→ TO DO:
Write out every entry exactly as it appears.

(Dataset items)
************
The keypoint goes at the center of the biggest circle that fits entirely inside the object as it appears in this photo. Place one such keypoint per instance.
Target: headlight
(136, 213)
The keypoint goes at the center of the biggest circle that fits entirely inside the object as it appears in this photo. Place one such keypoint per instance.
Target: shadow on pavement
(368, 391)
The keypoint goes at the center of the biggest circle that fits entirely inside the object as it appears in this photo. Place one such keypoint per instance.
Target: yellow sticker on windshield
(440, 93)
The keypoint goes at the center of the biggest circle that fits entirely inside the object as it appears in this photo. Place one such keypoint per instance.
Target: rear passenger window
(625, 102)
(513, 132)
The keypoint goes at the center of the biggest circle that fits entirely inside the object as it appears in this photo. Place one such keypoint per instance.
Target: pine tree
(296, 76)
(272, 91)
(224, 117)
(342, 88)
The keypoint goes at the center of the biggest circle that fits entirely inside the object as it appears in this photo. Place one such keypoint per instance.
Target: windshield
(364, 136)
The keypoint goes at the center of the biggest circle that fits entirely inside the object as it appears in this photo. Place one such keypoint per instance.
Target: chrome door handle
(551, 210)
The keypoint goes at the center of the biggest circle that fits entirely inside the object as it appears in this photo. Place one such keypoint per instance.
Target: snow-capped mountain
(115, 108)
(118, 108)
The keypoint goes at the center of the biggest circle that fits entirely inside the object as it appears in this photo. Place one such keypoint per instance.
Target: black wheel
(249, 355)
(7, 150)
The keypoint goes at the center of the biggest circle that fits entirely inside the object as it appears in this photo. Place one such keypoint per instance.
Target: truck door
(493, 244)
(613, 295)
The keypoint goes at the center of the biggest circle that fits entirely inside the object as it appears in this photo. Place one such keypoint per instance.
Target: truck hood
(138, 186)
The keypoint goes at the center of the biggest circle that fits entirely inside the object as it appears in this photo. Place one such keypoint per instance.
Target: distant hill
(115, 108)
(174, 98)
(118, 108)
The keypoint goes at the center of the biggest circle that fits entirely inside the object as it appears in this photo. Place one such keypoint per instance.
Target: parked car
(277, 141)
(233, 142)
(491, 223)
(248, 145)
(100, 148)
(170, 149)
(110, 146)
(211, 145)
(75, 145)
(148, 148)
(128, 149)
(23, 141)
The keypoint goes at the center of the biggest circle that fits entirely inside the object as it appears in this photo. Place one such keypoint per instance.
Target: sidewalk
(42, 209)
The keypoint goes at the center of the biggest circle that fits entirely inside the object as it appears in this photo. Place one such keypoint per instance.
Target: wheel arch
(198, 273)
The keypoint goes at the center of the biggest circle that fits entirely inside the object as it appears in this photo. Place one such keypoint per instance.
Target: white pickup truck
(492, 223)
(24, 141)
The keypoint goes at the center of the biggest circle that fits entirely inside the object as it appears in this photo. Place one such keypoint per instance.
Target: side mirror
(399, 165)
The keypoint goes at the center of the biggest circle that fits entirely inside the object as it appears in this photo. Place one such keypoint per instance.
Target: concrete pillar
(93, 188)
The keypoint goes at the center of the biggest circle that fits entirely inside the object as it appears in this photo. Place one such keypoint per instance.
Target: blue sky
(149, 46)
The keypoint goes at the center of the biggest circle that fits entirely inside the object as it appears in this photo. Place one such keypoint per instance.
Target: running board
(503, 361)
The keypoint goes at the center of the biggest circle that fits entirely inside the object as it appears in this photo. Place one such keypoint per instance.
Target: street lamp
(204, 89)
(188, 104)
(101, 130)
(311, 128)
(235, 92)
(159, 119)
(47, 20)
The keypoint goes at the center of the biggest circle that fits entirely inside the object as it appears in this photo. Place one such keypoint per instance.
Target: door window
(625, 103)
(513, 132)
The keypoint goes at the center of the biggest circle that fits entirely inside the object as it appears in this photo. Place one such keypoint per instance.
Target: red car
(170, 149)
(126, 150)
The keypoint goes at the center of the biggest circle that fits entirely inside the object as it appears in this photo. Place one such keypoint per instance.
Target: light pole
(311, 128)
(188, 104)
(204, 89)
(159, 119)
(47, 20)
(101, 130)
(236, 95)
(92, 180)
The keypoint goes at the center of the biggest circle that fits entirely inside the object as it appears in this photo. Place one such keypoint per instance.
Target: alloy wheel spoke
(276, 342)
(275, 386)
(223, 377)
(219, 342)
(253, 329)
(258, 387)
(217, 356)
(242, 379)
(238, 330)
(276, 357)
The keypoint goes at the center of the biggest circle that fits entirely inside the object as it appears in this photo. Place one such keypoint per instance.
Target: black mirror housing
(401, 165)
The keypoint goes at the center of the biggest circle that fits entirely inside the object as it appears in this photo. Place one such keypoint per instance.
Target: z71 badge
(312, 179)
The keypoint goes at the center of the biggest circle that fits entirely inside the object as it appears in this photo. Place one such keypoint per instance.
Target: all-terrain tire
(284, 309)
************
→ EXERCISE ANSWER:
The keypoint goes at the center of the biggest circle that fits entirely inside the object as it appears in this photo. Place one such keypoint per instance.
Target: headlight
(136, 213)
The keypoint goes at the center of the biggest circle that fits entirely inside the object as it appears in this photo. Place one such keypoint per instance.
Target: shadow on pavement
(368, 391)
The keypoint goes at the center of the biggest circle that fits entirely inside the object as it appears in this photo. Place one such keypoint per instance.
Target: yellow sticker on windshield
(440, 93)
The keypoint goes at the center of the biggest circle that fits entirely inside the object as it appears in this photo. Place one such keypoint per instance.
Target: rear passenger window
(625, 102)
(513, 132)
The keypoint goes at the center of the biggest circle that fits entirely inside the object as it appears in this photo. Place one such keypoint per instance.
Target: pine tree
(296, 76)
(272, 91)
(224, 117)
(342, 88)
The keypoint goes at the center of the biggest circle that fits entirely inside the object as it appears in this photo. Place one such keypoint per instance.
Target: windshield
(364, 136)
The keypoint goes at the center of the biggest circle that fits entirely inside the object as it appears in this photo. Place one such keypoint per instance.
Target: chrome door handle
(551, 210)
The keypoint goes at the center of the biggest circle that fits entirely inside the object as it appears in this photo. Place one such keypoint per instance.
Target: snow-capped mountain
(115, 108)
(118, 108)
The keypoint goes at the center of the biggest circle that fits entirely inside the object as it appears in this photo. Place one such keypoint per instance.
Target: black wheel
(249, 355)
(7, 150)
The keypoint goes at the center of the biggest circle that fits entirely inside the object as it appears in this photo. Place one such keypoint per instance.
Target: truck door
(493, 244)
(613, 295)
The keypoint goes at the center of the biggest circle that fits entirely inside the object as it appears in this photo. Place one such keypoint per instance.
Target: truck hood
(138, 186)
The keypoint goes at the center of the biggest circle that fits entirely inside the object as it appears in this photo. Place one such keypoint per instance.
Target: distant hill
(115, 108)
(174, 98)
(118, 108)
The keypoint goes at the center of the biggest circle that fits entirely inside the object as it appears in this photo. Place one such keypoint per instance.
Target: parked car
(277, 141)
(233, 142)
(491, 223)
(248, 145)
(100, 148)
(170, 149)
(110, 146)
(211, 145)
(75, 145)
(148, 148)
(128, 149)
(23, 141)
The keypoint goes at the center of the biggest circle that fits entirely inside the object as it appears in this photo. Place one such keypoint per instance.
Target: sidewalk
(42, 209)
The keypoint goes at the center of the biggest circle that fits entirely inside the object as it appears in this photo. Place one such keypoint per instance.
Target: wheel arch
(198, 273)
The keypoint goes at the center of the biggest circle that fits entirely inside the object as it appears in this photo. Place one such keypoint per instance.
Target: white pickup truck
(492, 223)
(24, 141)
The keypoint goes at the center of the biggest circle that fits entirely inside the object as it appears in this photo. Place one such keypoint per instance.
Target: side mirror
(399, 165)
The keypoint goes at the center of the biggest circle that fits entirely inside the object as it appears in this photo. Place one such keypoint per instance.
Target: concrete pillar
(93, 188)
The keypoint goes at the center of the biggest circle that fits entirely inside the object as it appears in this photo. Place one such keypoint per instance.
Target: blue sky
(149, 46)
The keypoint goes at the center of the biggest circle that fits entirely inside the object as it appears in this photo. Place one such keypoint per instance.
Target: running board
(503, 361)
The keypoint goes at the center of the biggest circle that fits entirely inside the object as it appears in this photo. Place one such keypoint per instance.
Target: street lamp
(204, 89)
(188, 104)
(101, 130)
(311, 128)
(235, 92)
(159, 119)
(47, 20)
The keypoint goes at the center of the biggest circle that fits entirely inside the object as it appears in this photo. Place one such keypoint per instance.
Target: door window
(625, 103)
(513, 132)
The keypoint goes at the center of the biggest circle that fits entirely inside the object as it appears in this photo. Place one such keypoint per instance.
Target: red car
(170, 149)
(126, 150)
The keypoint goes at the center of the biggest circle that fits entirely inside the object as it appears in this photo. Place one such keypoint per instance.
Target: light pole
(311, 128)
(188, 104)
(204, 89)
(159, 119)
(47, 20)
(101, 130)
(236, 95)
(92, 180)
The keypoint goes at the center of the biggest circle that fits entirely inside the object as it appears in this photo. Place one such keypoint per instance.
Target: alloy wheel spoke
(276, 342)
(275, 386)
(223, 377)
(219, 342)
(253, 329)
(258, 387)
(217, 356)
(242, 379)
(238, 330)
(276, 357)
The keypoint goes at the center of the biggest circle that fits entirely inside the object as it appears in this photo. Place one such keypoint per instance.
Target: black mirror housing
(401, 165)
The keypoint goes at the center of the biggest circle that fits entirely inside the object as it appears in this photo. Place one such keypoint per instance.
Target: z71 badge
(312, 179)
The keypoint goes at the center of the biggest circle that fits entirely inside the object as it appears in this photo. Place one such keypoint per instance.
Target: all-terrain tire
(284, 309)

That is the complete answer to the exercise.